§ **Objective**
Return every line of the data below without any change, keeping the original order.

§ **Records for the exercise**
— Start —

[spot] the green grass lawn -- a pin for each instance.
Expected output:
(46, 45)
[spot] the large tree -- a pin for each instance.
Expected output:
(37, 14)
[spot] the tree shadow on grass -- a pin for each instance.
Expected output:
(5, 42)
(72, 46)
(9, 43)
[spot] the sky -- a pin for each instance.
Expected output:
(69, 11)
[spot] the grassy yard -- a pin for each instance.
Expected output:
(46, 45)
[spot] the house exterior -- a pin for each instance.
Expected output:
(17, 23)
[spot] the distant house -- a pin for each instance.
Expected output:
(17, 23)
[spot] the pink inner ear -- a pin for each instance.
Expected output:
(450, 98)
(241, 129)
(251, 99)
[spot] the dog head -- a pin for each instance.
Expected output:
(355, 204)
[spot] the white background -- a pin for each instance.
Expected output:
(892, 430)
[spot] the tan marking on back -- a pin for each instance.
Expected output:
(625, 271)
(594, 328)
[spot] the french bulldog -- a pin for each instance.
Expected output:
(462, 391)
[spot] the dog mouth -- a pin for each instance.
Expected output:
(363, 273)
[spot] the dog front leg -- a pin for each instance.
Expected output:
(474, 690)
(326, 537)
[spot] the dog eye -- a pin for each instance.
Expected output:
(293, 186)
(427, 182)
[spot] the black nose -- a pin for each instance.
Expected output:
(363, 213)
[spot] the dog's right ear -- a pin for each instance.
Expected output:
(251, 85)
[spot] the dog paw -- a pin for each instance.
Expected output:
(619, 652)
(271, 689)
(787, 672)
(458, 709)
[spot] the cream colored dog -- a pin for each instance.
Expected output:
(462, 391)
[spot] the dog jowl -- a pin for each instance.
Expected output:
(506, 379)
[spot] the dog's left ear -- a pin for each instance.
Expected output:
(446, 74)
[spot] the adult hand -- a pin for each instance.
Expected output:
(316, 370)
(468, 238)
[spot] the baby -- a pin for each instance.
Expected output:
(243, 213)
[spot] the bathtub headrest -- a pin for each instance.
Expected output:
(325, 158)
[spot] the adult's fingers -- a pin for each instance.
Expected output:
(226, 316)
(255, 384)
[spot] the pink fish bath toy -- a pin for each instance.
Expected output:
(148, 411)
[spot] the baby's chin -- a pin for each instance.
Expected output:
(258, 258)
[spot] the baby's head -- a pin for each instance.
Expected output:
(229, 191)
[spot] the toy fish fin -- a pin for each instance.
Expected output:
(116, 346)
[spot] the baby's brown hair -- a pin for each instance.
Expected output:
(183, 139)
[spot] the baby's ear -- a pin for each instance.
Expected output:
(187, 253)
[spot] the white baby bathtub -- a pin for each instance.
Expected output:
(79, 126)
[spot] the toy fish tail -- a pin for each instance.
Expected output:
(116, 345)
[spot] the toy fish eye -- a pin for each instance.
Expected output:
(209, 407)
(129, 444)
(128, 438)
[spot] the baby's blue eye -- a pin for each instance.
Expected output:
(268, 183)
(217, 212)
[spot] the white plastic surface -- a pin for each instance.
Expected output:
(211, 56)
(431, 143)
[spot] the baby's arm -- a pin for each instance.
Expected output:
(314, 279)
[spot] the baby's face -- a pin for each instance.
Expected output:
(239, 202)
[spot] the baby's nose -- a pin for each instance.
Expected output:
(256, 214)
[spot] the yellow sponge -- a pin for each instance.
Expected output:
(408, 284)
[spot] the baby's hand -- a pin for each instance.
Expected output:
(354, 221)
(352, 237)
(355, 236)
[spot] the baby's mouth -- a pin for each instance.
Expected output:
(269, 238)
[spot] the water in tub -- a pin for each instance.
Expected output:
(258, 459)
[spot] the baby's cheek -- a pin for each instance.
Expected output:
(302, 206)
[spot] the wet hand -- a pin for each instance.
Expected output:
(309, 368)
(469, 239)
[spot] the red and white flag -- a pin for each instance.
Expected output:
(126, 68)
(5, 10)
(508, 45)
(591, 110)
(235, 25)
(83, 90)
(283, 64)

— End —

§ **Result for this task**
[spot] the green grass lawn -- a pin for each instance.
Expected output:
(46, 45)
[spot] the large tree -- a pin for each instance.
Expected output:
(37, 14)
[spot] the tree shadow on grass -- a pin for each instance.
Expected output:
(5, 42)
(72, 46)
(9, 43)
[spot] the sky -- a pin for each instance.
Expected output:
(69, 11)
[spot] the grassy yard -- a pin for each instance.
Expected output:
(46, 45)
[spot] the house exterior -- a pin for each instance.
Expected output:
(17, 23)
[spot] the distant house -- a pin for each instance.
Expected output:
(17, 23)
[spot] the pink inner ear -- a pin for each instance.
Expected output:
(450, 98)
(241, 129)
(251, 99)
[spot] the dog head -- a pin for each instance.
Expected output:
(355, 204)
[spot] the white background -- a pin for each instance.
Expected output:
(892, 430)
[spot] the tan marking on back -- a pin for each instance.
Expected output:
(625, 271)
(594, 328)
[spot] the french bulldog -- a pin for each instance.
Expected output:
(462, 391)
[spot] the dog mouth -- a pin for each instance.
Expected output:
(363, 273)
[spot] the dog front leg -- a pin for each instance.
Expected output:
(474, 690)
(326, 537)
[spot] the dog eye -- a pin for each instance.
Expected output:
(293, 186)
(427, 182)
[spot] the black nose -- a pin for each instance.
Expected output:
(363, 213)
[spot] the dog's right ear -- a pin for each instance.
Expected output:
(251, 85)
[spot] the dog paw -- a pin for each instance.
Expected output:
(619, 652)
(271, 689)
(787, 672)
(458, 709)
[spot] the cream colored dog -- a pin for each instance.
Expected output:
(462, 391)
[spot] the dog jowl -- a pin for each instance.
Expected output:
(506, 379)
[spot] the dog's left ear -- a pin for each instance.
Expected output:
(446, 74)
[spot] the adult hand -- a pin for each instance.
Expected output:
(316, 370)
(468, 238)
[spot] the baby -- a pin for each instance.
Expected output:
(243, 213)
[spot] the bathtub headrest -- a pin for each instance.
Expected output:
(325, 158)
[spot] the adult's fingers -- a pin for each instance.
Expected output:
(226, 316)
(255, 384)
[spot] the pink fish bath toy -- a pin for each instance.
Expected output:
(148, 411)
[spot] the baby's chin -- a pin for each instance.
Expected output:
(258, 258)
[spot] the baby's head -- a pin for each instance.
Expected output:
(229, 191)
[spot] the toy fish fin -- a pin for each instance.
Expected output:
(116, 346)
[spot] the baby's brown hair -- a pin for each instance.
Expected output:
(183, 139)
[spot] the baby's ear -- a pin for each instance.
Expected output:
(187, 253)
[spot] the white baby bathtub -- a pin for each instance.
Expected output:
(79, 126)
[spot] the toy fish tail -- a pin for each instance.
Expected output:
(116, 345)
[spot] the toy fish eye -- a pin for each instance.
Expected output:
(209, 407)
(129, 444)
(128, 438)
[spot] the baby's blue eye -- a pin for each instance.
Expected output:
(268, 183)
(217, 212)
[spot] the white plastic surface -- a pin for each instance.
Expected output:
(211, 56)
(431, 143)
[spot] the baby's arm -- a pin for each instance.
Expected output:
(314, 279)
[spot] the baby's face -- a pin for each instance.
Expected output:
(239, 202)
[spot] the baby's nose -- a pin for each instance.
Expected output:
(256, 214)
[spot] the yellow sponge -- a pin for each instance.
Expected output:
(408, 284)
[spot] the baby's hand -- a pin for each instance.
Expected output:
(354, 221)
(352, 237)
(355, 236)
[spot] the baby's mouth -- a pin for each instance.
Expected output:
(269, 238)
[spot] the water in tub -- a pin for each instance.
Expected output:
(258, 459)
[spot] the baby's cheek -- a pin for each instance.
Expected output:
(302, 206)
[spot] the wet hand -- a pin for each instance.
Expected output:
(309, 368)
(469, 239)
[spot] the red and white flag -- a pin for each instance.
Expected output:
(126, 68)
(5, 10)
(508, 45)
(591, 110)
(235, 25)
(83, 90)
(283, 64)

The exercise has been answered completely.